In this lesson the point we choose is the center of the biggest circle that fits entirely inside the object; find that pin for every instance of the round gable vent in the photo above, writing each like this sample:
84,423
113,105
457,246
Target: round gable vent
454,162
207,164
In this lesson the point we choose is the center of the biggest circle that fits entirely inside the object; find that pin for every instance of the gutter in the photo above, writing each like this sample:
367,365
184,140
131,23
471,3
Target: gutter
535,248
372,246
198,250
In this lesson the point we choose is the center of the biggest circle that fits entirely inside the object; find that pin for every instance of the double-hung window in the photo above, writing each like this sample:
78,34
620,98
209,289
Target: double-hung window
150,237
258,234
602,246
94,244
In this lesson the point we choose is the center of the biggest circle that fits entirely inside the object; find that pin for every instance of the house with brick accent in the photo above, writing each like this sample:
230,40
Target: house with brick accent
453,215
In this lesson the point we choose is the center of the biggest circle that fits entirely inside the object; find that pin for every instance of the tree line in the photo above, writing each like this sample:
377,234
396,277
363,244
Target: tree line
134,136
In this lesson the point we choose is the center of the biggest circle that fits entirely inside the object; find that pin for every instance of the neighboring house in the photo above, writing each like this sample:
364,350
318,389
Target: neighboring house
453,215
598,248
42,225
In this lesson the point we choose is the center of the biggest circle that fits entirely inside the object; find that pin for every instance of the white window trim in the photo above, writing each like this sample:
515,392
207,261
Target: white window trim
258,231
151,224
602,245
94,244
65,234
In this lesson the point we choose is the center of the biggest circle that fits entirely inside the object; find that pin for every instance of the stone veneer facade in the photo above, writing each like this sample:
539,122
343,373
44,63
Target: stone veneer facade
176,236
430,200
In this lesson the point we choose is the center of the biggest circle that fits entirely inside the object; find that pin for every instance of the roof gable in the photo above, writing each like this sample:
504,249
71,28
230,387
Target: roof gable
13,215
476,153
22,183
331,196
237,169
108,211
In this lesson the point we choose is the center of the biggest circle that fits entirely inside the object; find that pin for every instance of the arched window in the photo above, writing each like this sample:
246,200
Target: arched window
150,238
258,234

· · · · ·

### [WHAT IS BEING ASKED]
Send back all the records above word for word.

### [YOUR RESPONSE]
In this lesson the point we choose is the center of the biggest circle that fits entirely inside the object; find that pin for every instance of the round gable vent in the photo above, writing each like this sample:
84,423
113,105
457,246
Target: round gable vent
454,162
207,164
In this lesson the point we choose is the center of the biggest circle that fits entirely inside the object; find that pin for every instance of the gutter in the photo above, writing each like this sample:
367,365
184,140
131,23
471,3
Target: gutter
535,248
372,246
198,250
In this lesson the point we choose is the center of the biggest circle that fits entirely inside the object; find that pin for every instance of the double-hung window in the photo above, writing each like this sample:
78,34
620,98
209,289
Target: double-hung window
150,237
258,234
602,246
94,244
In this lesson the point we choose is the center of the biggest circle that fits entirely inside the object; find that pin for every instance of the house with brick accent in the photo above, writing each like this sample:
230,40
Target: house with brick accent
453,215
In this lesson the point we choose is the center of the biggest circle that fits entirely inside the object; find that pin for every instance of the tree line in the photo above, writing each like this sample:
377,234
396,277
363,244
Target: tree line
134,136
In this lesson the point we choose is the center of the biggest circle that fits entirely inside the object; find that pin for every instance of the neighboring house in the photo above, writing each like this sample:
364,350
318,389
Target: neighboring house
453,215
598,248
42,225
In this lesson the point we choose is the center of the biggest circle that fits entirely inside the object; find that pin for every instance of the white window trim in the photo above, writing each like this sample:
515,392
207,261
Target: white window trim
258,231
151,224
602,245
94,244
65,234
In this lesson the point we choose is the center of the biggest circle that fits entirely inside the object; find that pin for every instance of the stone veneer facade in the photo above, writing each like this sample:
539,122
343,373
44,63
Target: stone veneer facade
176,236
430,200
In this lesson the point we choose is the center of the biggest circle that fits entirely inside the object; find that pin for every instance of the roof gable in the photo above, writing each like this sample:
504,249
71,28
230,387
Target: roof gable
13,215
476,153
22,183
331,196
237,169
108,211
In this lesson the point we choose is the center of the biggest circle that fits entirely inside the object; find that pin for every instance of the arched window in the photo above, writing each like this sample:
246,200
Target: arched window
150,238
258,234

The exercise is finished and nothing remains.